Image point annotation entries:
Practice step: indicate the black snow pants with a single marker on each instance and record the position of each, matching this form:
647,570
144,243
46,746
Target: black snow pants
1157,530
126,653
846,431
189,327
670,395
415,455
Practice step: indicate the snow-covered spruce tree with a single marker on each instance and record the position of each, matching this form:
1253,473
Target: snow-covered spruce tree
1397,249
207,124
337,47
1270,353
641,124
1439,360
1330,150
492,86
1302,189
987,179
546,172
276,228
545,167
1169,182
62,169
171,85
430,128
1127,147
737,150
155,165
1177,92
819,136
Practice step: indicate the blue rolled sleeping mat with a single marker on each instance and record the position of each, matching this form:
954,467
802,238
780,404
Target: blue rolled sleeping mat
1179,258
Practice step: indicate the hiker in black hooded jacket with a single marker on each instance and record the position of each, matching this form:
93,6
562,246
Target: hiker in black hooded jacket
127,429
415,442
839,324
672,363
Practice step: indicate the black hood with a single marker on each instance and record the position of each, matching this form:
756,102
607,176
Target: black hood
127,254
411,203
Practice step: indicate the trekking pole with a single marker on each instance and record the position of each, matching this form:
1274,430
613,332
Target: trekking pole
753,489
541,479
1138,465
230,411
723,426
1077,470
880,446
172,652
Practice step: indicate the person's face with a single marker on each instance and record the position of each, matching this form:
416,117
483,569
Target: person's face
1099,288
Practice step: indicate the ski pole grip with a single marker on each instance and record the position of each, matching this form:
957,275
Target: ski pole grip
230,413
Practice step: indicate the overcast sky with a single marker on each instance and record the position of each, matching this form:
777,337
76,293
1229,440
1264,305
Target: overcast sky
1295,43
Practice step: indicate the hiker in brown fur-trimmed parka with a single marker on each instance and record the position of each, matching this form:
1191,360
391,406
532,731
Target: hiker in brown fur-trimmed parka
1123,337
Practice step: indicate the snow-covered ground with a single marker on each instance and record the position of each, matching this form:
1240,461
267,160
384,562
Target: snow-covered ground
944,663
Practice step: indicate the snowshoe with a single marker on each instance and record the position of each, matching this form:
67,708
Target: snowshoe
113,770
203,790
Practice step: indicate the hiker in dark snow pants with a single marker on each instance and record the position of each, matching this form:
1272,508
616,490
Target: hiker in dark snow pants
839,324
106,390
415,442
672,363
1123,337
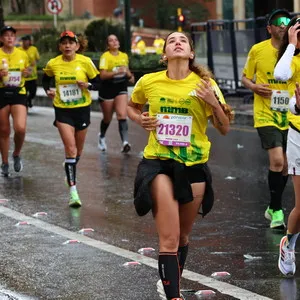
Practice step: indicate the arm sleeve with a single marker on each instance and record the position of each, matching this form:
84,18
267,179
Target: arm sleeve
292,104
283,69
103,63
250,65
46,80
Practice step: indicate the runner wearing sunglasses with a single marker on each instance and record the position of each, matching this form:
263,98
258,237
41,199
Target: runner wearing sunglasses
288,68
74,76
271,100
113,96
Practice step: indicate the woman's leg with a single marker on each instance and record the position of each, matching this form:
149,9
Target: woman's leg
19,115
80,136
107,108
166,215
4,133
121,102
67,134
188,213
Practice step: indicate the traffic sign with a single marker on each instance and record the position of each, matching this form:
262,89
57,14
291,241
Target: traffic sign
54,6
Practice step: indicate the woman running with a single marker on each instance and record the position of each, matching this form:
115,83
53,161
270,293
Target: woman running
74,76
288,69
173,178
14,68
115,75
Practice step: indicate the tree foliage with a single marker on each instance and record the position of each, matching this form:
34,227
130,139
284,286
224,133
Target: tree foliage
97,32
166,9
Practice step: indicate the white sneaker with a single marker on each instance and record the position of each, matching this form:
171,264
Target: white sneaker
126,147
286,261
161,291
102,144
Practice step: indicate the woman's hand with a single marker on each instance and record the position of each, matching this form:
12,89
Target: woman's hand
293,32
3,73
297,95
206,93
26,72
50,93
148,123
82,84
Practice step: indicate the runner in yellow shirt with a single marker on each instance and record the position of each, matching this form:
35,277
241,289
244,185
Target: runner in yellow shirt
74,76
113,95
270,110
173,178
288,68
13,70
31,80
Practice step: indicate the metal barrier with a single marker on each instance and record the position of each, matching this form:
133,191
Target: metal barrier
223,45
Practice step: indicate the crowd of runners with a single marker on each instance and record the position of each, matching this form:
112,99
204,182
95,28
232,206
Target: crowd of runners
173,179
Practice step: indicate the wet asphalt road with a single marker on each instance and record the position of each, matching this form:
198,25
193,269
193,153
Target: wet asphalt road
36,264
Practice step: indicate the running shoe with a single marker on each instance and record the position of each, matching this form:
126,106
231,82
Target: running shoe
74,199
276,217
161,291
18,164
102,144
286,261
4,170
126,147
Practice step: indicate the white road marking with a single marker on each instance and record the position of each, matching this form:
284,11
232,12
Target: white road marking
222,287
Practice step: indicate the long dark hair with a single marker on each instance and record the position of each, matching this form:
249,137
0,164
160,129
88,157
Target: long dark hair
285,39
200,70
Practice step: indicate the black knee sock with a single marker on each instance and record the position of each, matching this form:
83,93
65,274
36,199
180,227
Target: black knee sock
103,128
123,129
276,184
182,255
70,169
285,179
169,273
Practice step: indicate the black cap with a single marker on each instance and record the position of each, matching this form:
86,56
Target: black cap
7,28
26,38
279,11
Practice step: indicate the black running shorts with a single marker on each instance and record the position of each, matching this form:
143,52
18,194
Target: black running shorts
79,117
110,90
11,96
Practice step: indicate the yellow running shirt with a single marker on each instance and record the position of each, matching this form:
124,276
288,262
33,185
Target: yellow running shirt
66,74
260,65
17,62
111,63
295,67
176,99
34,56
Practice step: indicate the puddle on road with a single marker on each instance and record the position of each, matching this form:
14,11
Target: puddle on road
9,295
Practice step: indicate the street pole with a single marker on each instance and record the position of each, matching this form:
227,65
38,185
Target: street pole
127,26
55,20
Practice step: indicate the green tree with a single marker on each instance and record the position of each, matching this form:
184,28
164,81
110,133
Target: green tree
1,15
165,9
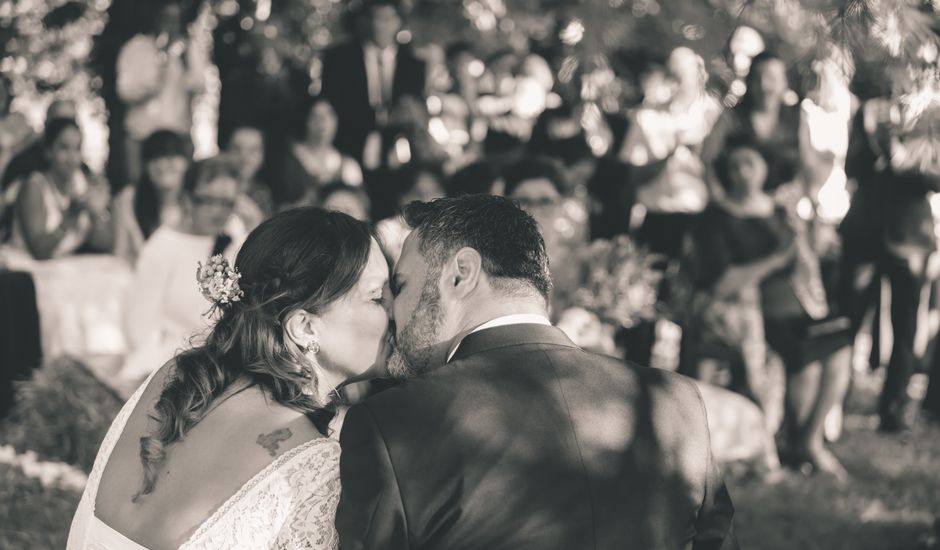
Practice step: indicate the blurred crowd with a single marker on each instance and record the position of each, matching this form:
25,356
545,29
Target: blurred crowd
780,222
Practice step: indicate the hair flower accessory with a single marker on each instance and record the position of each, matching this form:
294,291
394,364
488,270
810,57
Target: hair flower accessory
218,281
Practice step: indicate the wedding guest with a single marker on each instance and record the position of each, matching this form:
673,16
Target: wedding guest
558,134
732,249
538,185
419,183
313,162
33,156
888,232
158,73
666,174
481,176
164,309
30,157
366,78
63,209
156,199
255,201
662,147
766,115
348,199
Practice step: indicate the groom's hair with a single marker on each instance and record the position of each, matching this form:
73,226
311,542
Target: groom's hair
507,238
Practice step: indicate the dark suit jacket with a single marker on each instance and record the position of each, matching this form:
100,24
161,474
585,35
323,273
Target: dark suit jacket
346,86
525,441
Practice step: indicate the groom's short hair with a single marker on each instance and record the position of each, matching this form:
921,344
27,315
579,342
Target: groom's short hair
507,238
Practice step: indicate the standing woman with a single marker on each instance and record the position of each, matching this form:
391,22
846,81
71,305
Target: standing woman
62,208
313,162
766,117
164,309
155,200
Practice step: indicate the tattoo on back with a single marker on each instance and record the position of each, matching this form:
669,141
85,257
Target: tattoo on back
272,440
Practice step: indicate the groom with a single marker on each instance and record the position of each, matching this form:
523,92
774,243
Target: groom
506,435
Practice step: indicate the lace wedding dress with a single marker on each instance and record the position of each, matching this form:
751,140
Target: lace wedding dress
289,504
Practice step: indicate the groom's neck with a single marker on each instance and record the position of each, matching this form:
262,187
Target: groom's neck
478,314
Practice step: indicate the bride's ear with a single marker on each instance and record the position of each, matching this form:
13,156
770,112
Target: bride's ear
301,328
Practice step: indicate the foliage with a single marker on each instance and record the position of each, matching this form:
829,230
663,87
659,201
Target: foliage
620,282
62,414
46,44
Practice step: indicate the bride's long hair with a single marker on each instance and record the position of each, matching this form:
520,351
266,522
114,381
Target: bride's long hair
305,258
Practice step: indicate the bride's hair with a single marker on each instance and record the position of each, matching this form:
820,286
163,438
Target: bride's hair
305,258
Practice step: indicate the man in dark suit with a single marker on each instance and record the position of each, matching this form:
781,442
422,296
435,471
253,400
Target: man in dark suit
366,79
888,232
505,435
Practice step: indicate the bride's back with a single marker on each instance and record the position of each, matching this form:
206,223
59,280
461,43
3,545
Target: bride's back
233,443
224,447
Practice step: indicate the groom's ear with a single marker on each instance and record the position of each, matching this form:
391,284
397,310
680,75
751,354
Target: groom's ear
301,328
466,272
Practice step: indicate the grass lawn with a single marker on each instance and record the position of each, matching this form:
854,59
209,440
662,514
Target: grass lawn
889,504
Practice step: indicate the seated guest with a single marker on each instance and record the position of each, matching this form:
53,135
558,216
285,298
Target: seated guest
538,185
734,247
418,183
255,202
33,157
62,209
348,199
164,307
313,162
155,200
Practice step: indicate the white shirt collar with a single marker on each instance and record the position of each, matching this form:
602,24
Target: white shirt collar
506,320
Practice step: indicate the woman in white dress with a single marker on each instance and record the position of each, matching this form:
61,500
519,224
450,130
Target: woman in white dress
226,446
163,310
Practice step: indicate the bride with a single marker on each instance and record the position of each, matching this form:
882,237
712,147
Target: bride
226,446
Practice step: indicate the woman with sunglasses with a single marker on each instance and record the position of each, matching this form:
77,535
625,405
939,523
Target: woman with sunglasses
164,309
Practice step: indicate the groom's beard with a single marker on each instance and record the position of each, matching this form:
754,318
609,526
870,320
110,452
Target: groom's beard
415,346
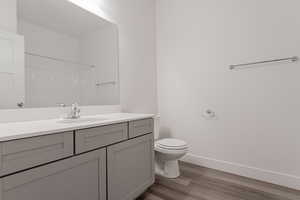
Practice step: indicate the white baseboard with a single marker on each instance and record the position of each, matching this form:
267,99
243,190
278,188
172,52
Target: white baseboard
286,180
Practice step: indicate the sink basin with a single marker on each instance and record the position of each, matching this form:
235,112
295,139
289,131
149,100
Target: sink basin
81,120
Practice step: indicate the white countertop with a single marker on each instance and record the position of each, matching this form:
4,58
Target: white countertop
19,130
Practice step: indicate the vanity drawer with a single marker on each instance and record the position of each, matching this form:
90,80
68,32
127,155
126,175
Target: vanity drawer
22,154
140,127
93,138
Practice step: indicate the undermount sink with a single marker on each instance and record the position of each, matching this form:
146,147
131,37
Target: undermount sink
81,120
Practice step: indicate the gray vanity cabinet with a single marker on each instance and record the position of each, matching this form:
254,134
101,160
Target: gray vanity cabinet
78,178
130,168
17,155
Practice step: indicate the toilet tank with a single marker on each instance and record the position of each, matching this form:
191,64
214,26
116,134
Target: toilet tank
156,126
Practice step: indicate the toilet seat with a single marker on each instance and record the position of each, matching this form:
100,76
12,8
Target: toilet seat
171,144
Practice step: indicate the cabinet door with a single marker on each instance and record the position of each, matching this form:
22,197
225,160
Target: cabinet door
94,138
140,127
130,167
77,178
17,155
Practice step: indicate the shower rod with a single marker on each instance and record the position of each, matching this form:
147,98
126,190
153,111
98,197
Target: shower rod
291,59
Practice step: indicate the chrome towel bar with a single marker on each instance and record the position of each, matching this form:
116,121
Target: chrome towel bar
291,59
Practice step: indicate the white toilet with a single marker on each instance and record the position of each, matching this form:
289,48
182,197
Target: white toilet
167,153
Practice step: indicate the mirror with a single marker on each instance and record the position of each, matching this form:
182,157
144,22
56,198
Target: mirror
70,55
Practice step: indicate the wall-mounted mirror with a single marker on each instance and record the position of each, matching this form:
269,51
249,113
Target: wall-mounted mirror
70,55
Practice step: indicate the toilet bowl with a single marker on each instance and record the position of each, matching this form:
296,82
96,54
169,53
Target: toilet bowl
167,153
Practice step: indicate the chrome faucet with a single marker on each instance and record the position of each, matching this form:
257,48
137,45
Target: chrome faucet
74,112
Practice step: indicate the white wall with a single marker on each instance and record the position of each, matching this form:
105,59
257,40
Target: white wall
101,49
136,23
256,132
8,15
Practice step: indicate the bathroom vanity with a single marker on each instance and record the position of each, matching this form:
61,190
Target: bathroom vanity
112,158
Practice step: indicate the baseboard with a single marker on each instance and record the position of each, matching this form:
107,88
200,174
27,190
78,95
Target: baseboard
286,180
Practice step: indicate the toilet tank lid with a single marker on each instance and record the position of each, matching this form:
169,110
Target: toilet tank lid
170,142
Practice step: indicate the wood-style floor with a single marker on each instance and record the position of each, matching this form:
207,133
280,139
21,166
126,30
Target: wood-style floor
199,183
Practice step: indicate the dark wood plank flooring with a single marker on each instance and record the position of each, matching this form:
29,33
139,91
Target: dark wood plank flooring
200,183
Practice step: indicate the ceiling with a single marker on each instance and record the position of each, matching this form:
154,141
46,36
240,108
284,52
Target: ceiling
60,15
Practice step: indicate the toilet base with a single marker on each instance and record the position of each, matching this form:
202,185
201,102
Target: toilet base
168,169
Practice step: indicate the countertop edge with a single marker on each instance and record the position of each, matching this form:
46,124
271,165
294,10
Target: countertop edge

**Exercise description**
Copy out exactly the lines from the line with "Practice step: indicate the dark wood" to the end of the listing, including both of those lines, and give nothing else.

**Written response**
Practice step: indicate the dark wood plank flooring with a single marker on each instance and record the position of each, matching this form:
29,33
139,91
Target: dark wood plank flooring
200,183
Practice step: indicate the ceiling with a single marker on each instance and record the position of each, matching this form:
154,141
46,36
240,108
284,52
Target: ceiling
60,15
Practice step: indicate the toilet base with a single marker on each instance and record the position of each, matching this form:
202,185
201,102
Target: toilet base
168,169
Practice step: indicate the countertop edge with a single marker on each instance and record the position of each, matching this form:
46,124
271,165
294,10
Target: countertop edge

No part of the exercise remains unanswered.